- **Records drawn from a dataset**
Content starts
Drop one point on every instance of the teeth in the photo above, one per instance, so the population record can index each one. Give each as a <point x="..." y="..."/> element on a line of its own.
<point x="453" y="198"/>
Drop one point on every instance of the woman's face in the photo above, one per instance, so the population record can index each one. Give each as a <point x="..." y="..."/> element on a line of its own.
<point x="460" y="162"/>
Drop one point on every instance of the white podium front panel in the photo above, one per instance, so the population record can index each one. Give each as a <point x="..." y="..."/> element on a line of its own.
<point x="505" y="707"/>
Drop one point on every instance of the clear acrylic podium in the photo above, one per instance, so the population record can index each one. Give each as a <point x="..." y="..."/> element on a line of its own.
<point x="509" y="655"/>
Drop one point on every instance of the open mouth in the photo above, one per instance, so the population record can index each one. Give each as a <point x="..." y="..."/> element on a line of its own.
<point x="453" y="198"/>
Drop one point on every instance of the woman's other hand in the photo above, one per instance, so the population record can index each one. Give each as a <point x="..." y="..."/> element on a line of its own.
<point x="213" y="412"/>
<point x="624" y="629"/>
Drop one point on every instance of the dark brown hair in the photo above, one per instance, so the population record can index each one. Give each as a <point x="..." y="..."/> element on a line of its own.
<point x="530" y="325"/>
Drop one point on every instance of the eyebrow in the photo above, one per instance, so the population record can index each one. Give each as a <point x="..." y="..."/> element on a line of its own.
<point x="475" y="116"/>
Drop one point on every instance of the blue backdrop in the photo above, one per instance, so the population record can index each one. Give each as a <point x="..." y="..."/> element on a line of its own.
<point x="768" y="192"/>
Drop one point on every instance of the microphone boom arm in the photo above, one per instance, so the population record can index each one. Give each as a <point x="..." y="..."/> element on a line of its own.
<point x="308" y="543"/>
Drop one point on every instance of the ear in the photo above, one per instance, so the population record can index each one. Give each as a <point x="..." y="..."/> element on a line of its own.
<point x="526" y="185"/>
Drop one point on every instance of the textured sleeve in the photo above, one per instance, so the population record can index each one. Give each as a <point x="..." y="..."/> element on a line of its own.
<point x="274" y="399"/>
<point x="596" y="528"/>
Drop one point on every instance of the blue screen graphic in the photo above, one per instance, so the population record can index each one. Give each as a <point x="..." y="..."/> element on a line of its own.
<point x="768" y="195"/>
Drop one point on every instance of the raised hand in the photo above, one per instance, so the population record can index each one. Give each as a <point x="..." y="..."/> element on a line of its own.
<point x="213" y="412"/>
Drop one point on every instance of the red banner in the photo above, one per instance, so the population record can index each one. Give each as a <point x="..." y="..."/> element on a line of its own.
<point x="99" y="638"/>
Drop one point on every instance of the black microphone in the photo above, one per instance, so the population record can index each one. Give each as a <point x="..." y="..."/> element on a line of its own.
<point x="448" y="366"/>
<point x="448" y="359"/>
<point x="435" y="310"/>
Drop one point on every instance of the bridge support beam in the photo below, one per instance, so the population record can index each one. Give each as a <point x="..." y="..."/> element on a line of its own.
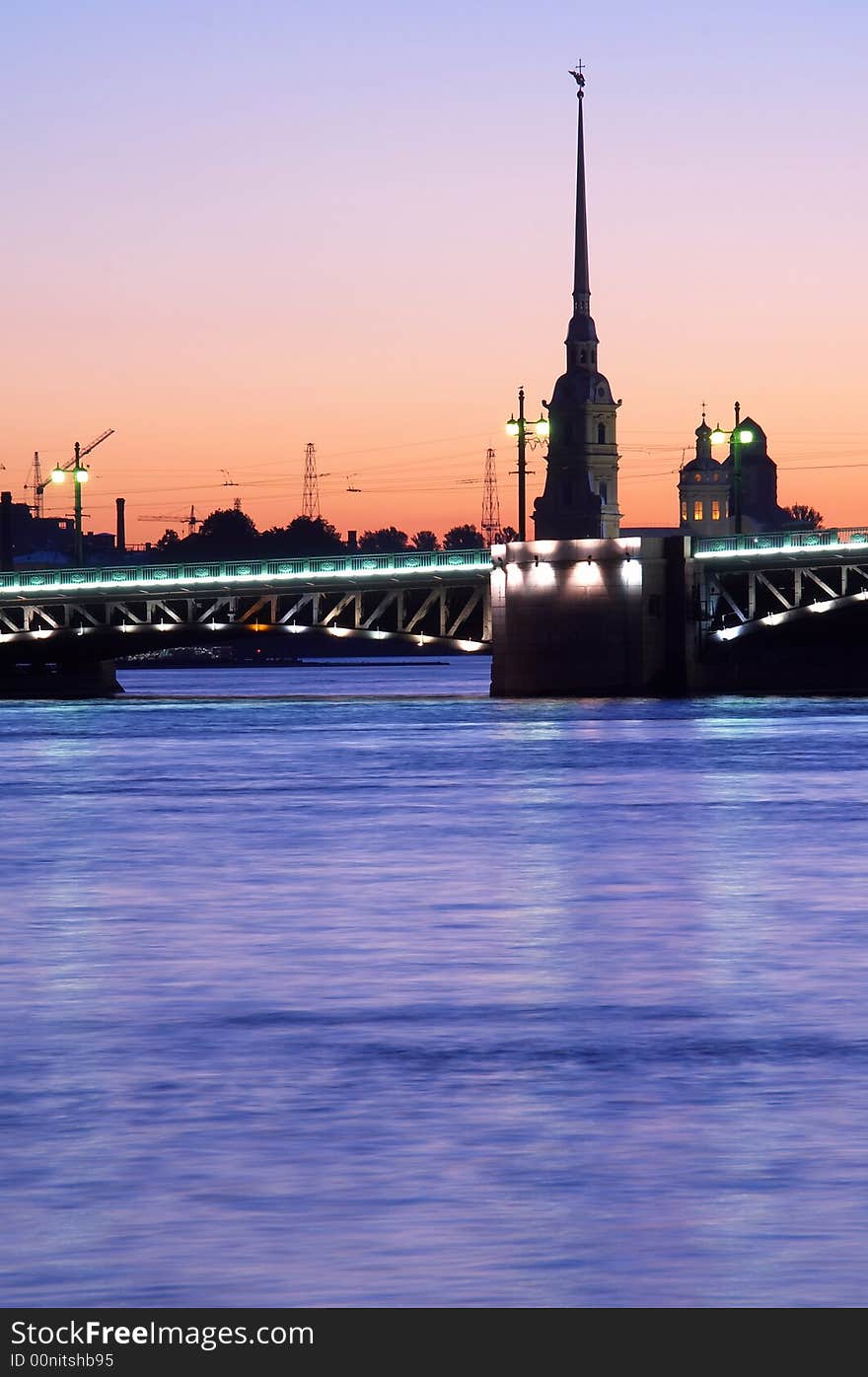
<point x="72" y="679"/>
<point x="593" y="618"/>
Content ends
- **BRIEF**
Please transcribe every entry above exactly, leaving out any pictures.

- **FINISHED TASK**
Drop one point on every instance of the teeth in the photo above, one per instance, so the population record can index each one. Give each as a <point x="..." y="..."/> element on a line of its own.
<point x="453" y="198"/>
Drop one point on every instance of the woman's face in the photo above, one per instance, so the population record can index each one. Give each as a <point x="..." y="..."/> element on a line of its own.
<point x="460" y="162"/>
Drop one point on every instance of the white podium front panel in the photo above, one per instance, so the population record can index each one. Give each as a <point x="..." y="..."/> element on a line of its own.
<point x="505" y="707"/>
Drop one point on every instance of the clear acrylic podium in the photo above, one per instance, so the population record can index each one. Give each as a <point x="..." y="..."/> element on a line of its own.
<point x="509" y="655"/>
Drop one point on every instance of the open mouth in the photo above, one per instance, so the population record can index each one. Give each as a <point x="..." y="..."/> element on a line of its own.
<point x="453" y="198"/>
Drop one point on every instance of the woman's other hand in the photo above, one per instance, so the population record can index each one. Give each as a <point x="..." y="..."/> element on a line of its own.
<point x="213" y="412"/>
<point x="624" y="629"/>
Drop one point on every instance of the dark brown hair in the photo above, one per instance, so the population record can index each one. Give each as a <point x="..." y="..."/> element on a line of its own.
<point x="530" y="325"/>
Drop one point on every instance of the eyebrow in the photo above, one per instance, so the population record can index each one. Give each as a <point x="..." y="..."/> element on a line of its own.
<point x="475" y="116"/>
Drop one point on every instance of the blue backdrop in the photo above, one per instance, so the population record can index each one. Give each as a <point x="..." y="..."/> element on a line of its own.
<point x="768" y="192"/>
Drop one point on every instance of the microphone boom arm in the photo above, one per instance, so the population record can index each one. Give each as a <point x="..." y="..."/> element on a line of its own.
<point x="308" y="543"/>
Drop one point on every instance of the ear in the photo above, one per instance, so the population record can index each one. Give each as a <point x="..." y="..."/> element on a line of its own.
<point x="526" y="185"/>
Drop one point on every instance of the textured sleeve in the photo above, one per instance, so the population record can index each one. Give each as a <point x="..." y="..."/> element on a line of its own.
<point x="274" y="399"/>
<point x="596" y="528"/>
Drop one point on every instance of the blue screen graphic in the photo above, one per instance, so the population record can index each one. Give each as a <point x="..." y="..."/> element on a line of its own.
<point x="768" y="195"/>
Drop one point on every instance of the raised hand in the photo above, one per instance, so the population record can index each one. Give each as a <point x="..." y="..."/> element on a line of its own.
<point x="213" y="412"/>
Drop one point on every instance of the red banner in the photo above, one per instance, so the population record can index each one. Give each as a <point x="..." y="..."/> element on a line of its own.
<point x="99" y="638"/>
Drop one point on every instance of the black microphone in the photo above, one per instance, so the population record can index each one. Give each as a <point x="..." y="..."/> element on a line of its own.
<point x="448" y="366"/>
<point x="448" y="359"/>
<point x="435" y="310"/>
Drop one point on every instance of the bridge support beam in the photo below, one per instance, so the population record can index each one. Give each as a <point x="..." y="..."/> element on a line of its own.
<point x="72" y="679"/>
<point x="593" y="618"/>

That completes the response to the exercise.